→ SOURCE EXTRACT:
No of integers a b c for which a^2+b^2-8c=3
Answers
Answer:
all the integers are 0, 1, 2, 3, 4, 5, 6, 7 (modulo 8)
=> all the integer squares are 0, 1, 4 (modulo 8)
if there are three integers a, b, c s.t. a^2 + b^2 - 8c = 6
then, a^2 + b^2 = 6 (modulo 8)
but in modulo 8, a^2 and b^2 may only take the values 0, 1 & 4 so we cannot get the value 6 by adding two of them
Answer:
0
Step-by-step explanation:
Given : a2 + b2 - 8 c = 3 , So
a2 + b2 = 3 + 8 c --- ( 1 )
Case I : If a = Even number and b = Even number , So
Let a = 2 m and b = 2 n , Here ' m ' and ' n ' are positive integers .

→ REQUIREMENTS: Transcribe the part of the thread on a^2 + b^2 - 8c = 3 that lies between "No of integers" and "6 (modulo 8)", inclusive.

→ DATASET SECTION:
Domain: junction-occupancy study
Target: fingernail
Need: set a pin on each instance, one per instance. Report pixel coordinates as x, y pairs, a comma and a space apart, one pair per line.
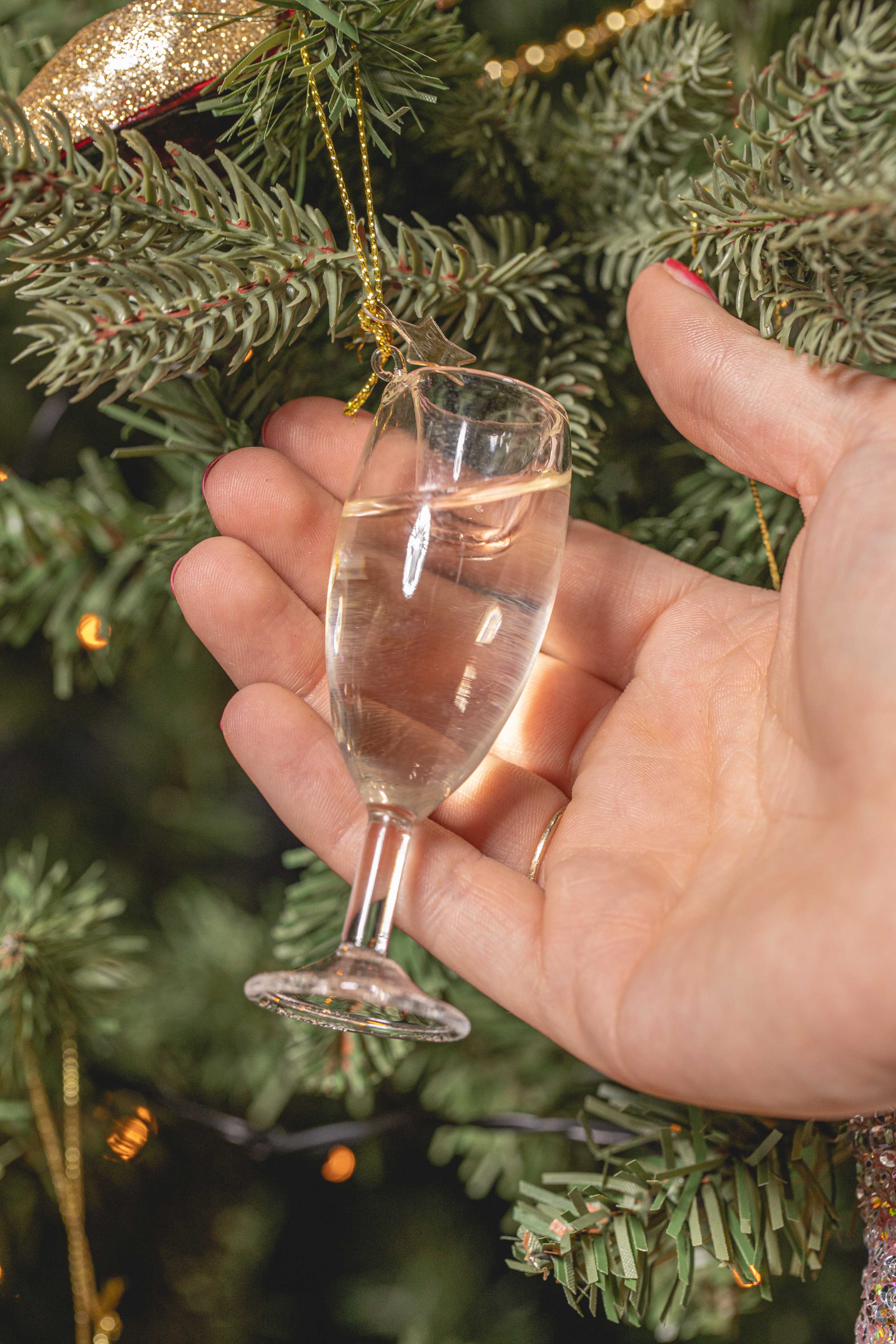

→ FINAL RESULT:
No of integers a b c for which a^2+b^2-8c=3
Answers
Answer:
all the integers are 0, 1, 2, 3, 4, 5, 6, 7 (modulo 8)
=> all the integer squares are 0, 1, 4 (modulo 8)
if there are three integers a, b, c s.t. a^2 + b^2 - 8c = 6
then, a^2 + b^2 = 6 (modulo 8)